**OBJECTIVE:** Could you copy out the listing below verbatim, every line of it?

──────── DATA FOR THIS EXERCISE ────────

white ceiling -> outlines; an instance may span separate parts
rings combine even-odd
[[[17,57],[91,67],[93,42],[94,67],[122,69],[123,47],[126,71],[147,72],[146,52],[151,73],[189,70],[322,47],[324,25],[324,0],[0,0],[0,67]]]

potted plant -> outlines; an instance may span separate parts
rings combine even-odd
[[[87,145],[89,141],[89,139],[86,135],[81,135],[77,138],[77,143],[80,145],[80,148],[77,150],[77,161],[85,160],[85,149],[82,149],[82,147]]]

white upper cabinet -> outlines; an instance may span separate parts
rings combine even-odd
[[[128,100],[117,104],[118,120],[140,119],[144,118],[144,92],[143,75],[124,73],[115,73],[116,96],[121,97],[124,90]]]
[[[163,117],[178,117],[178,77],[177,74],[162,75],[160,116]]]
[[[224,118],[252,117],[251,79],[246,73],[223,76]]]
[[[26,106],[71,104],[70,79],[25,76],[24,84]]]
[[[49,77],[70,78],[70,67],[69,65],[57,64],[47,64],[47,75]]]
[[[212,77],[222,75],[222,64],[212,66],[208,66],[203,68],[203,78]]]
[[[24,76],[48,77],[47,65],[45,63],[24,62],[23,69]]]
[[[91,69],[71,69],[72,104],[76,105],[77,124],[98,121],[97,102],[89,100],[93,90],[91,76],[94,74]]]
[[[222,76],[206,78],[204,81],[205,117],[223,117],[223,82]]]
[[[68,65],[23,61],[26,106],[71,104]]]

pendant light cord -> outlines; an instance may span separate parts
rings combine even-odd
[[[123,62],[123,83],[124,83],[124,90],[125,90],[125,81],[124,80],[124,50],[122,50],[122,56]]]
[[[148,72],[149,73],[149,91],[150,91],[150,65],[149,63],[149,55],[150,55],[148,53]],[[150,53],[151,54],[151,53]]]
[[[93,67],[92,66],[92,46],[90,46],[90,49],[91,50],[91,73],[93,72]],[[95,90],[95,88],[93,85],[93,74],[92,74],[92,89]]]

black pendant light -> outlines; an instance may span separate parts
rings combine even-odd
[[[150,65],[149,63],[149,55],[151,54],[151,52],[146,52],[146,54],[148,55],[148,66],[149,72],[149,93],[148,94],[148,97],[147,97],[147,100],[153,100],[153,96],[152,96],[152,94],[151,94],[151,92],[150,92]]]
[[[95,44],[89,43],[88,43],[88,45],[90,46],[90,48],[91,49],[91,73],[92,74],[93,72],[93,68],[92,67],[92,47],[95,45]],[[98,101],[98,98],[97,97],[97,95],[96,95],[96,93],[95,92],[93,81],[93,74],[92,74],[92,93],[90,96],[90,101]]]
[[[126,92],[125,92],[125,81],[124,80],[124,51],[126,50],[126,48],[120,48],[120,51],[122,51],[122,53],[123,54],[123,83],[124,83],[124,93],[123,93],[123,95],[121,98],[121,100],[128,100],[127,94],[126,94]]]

────────

**THE ANSWER:**
white ceiling -> outlines; an instance may span separate parts
rings combine even-odd
[[[17,57],[91,67],[93,42],[94,67],[122,69],[123,47],[126,71],[147,72],[146,52],[151,73],[189,70],[322,47],[324,25],[324,0],[0,0],[0,67]]]

potted plant -> outlines; an instance may span separate parts
rings combine even-odd
[[[87,145],[89,141],[89,139],[86,135],[81,135],[77,138],[77,143],[80,145],[80,148],[77,150],[77,161],[85,160],[85,149],[82,149],[82,147]]]

white upper cabinet -> outlines; an instance may span separate parts
rings combine even-odd
[[[128,100],[117,104],[118,120],[140,119],[144,118],[144,92],[143,75],[124,73],[115,73],[116,96],[121,97],[124,90]]]
[[[163,117],[178,117],[178,77],[177,74],[162,75],[160,116]]]
[[[224,118],[252,117],[251,79],[246,73],[223,76]]]
[[[26,106],[71,104],[70,79],[25,76],[24,84]]]
[[[49,77],[70,78],[70,67],[69,65],[57,64],[47,64],[47,75]]]
[[[212,77],[222,75],[222,64],[212,66],[208,66],[203,68],[203,78]]]
[[[24,76],[48,77],[47,65],[45,63],[24,62],[23,69]]]
[[[91,69],[71,69],[72,104],[76,105],[77,124],[98,121],[97,102],[89,100],[93,90],[91,76],[94,74]]]
[[[222,76],[206,78],[204,81],[205,117],[223,117],[223,82]]]
[[[68,65],[23,61],[26,106],[71,104]]]

pendant light cord -> outlines; an instance may span separate parts
rings combine even-odd
[[[123,62],[123,83],[124,83],[124,90],[125,90],[125,81],[124,80],[124,50],[122,50],[122,56]]]
[[[148,72],[149,73],[149,91],[150,91],[150,65],[149,63],[149,55],[150,55],[148,53]],[[150,53],[151,54],[151,53]]]
[[[93,67],[92,66],[92,46],[90,46],[90,49],[91,50],[91,73],[93,72]],[[95,90],[95,88],[93,85],[93,74],[92,74],[92,89]]]

black pendant light -> outlines; an instance may span separate parts
rings combine even-odd
[[[150,65],[149,63],[149,55],[151,54],[151,52],[146,52],[146,54],[148,55],[148,66],[149,72],[149,93],[148,94],[148,97],[147,97],[147,100],[153,100],[153,96],[152,96],[152,94],[151,94],[151,92],[150,92]]]
[[[95,44],[89,43],[88,43],[88,45],[90,46],[90,48],[91,49],[91,73],[92,74],[93,72],[93,68],[92,67],[92,47],[95,45]],[[98,101],[98,98],[97,97],[97,95],[96,95],[96,93],[95,92],[93,81],[93,74],[92,74],[92,93],[90,96],[90,101]]]
[[[126,92],[125,92],[125,81],[124,80],[124,51],[126,50],[126,48],[120,48],[120,51],[122,51],[122,53],[123,54],[123,83],[124,83],[124,93],[123,93],[123,95],[121,98],[121,100],[128,100],[127,94],[126,94]]]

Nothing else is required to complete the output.